=== STUDY MATERIAL ===
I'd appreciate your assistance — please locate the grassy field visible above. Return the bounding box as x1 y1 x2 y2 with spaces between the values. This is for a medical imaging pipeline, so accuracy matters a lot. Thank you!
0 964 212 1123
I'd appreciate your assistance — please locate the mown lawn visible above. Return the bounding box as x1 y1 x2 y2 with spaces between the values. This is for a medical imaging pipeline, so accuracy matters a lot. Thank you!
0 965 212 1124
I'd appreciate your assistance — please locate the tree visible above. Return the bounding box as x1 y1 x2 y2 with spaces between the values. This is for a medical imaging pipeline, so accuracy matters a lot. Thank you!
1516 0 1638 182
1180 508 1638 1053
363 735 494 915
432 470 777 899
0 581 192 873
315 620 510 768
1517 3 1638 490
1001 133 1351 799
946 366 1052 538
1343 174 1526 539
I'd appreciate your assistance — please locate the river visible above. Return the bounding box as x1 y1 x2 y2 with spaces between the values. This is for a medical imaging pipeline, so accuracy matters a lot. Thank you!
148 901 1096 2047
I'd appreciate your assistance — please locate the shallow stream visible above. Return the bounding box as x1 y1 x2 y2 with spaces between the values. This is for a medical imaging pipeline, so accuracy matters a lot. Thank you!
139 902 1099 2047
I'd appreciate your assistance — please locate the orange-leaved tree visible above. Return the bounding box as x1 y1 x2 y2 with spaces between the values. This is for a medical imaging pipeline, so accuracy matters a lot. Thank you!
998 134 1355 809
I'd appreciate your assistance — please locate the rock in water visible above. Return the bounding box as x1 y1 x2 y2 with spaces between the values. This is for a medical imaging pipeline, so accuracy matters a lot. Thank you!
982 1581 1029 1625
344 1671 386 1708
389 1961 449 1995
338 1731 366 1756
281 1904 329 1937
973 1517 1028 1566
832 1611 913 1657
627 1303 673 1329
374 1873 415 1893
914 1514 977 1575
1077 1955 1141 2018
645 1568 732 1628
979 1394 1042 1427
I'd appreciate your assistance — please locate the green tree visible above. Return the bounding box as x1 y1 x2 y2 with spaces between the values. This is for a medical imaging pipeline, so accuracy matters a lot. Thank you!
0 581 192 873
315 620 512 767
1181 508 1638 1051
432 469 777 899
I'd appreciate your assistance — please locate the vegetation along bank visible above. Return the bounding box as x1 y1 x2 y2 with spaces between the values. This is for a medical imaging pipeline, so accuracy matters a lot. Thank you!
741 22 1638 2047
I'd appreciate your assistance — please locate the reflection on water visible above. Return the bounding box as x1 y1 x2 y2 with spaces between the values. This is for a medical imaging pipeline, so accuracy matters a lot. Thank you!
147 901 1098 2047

=== TASK REQUIREMENTS ===
Output all of the data exactly as given.

=== RESPONSE TO THIS EXERCISE ===
I'd appreciate your assistance — please locate the grassy field visible above. Return the bounding box as x1 y1 x2 y2 with spaces between the values. This is for a medical imaging pipeline, so accuracy matters a lot. Thank you!
0 964 212 1123
I'd appreciate your assistance — please locate the mown lawn visible above. Return the bounding box as x1 y1 x2 y2 with spaces between the values. This is for a medical imaging pipeline, so accuracy matters a lot. Thank you!
0 965 212 1124
I'd appreciate your assistance — please locate the tree visible above. Return the bounding box as x1 y1 x2 y2 with spaces between the values. This is for a medical imaging pipeline, so accuracy matters a lot. Thank you!
1516 0 1638 182
1180 508 1638 1053
363 735 494 915
432 470 777 899
0 581 192 873
315 620 510 768
1517 3 1638 490
1001 133 1351 799
946 366 1052 538
1343 174 1526 539
I'd appreciate your assistance — please locate the river visible above. Return the bounding box as x1 y1 x2 y2 with spaces between the values. This is for a medical imaging pipeline, so accuracy matters a lot. Thank you!
148 901 1096 2047
I'd appreciate your assistance — please locate the shallow stream visible above. Return the bounding box as x1 y1 x2 y2 with spaces between the values. This is for a medical imaging pipeline, so accuracy matters a lot. Thank you!
139 902 1099 2047
I'd appreciate your assistance — please locate the orange-leaved tree visible above. Return the bounding box as x1 y1 x2 y2 with spaces between the values. This is for a medical imaging pipeline, so accuracy matters a lot. Thank you!
998 134 1355 809
I'd appreciate your assistance — please locate the rock in water visible above. Return the bounding box as x1 y1 x2 y2 with spaces between the values. This is for a medical imaging pipeline, so accuracy matters a lot. Thank you!
982 1581 1029 1625
344 1671 386 1708
389 1961 449 1995
338 1731 366 1756
281 1904 329 1937
973 1517 1028 1566
832 1611 913 1657
627 1303 673 1329
374 1873 415 1893
914 1514 977 1575
1077 1955 1141 2018
645 1568 732 1628
979 1394 1042 1427
I'd appreciate your assistance — please locate the green tree visible above. Return the bounding box as x1 y1 x2 y2 with spaces between the values. This is for a medical imaging pipeline, so accuracy matters a lot. Thank you!
0 581 192 873
315 620 512 767
1181 508 1638 1051
432 469 777 899
I'd appreciate your assistance — please locate the vegetation along bank visible above. Return the bounding box as x1 y1 x2 y2 with spaces between the values. This is for a medical imaging pipeline, so accuracy matters a lot. Thank you!
741 22 1638 2047
I'd appreciate your assistance — please locate the reflection on water visible above. Return the bounding box as x1 y1 x2 y2 with spaces between the values. This is for a medical imaging pipeline, so accuracy matters a lot. Thank you!
147 901 1098 2047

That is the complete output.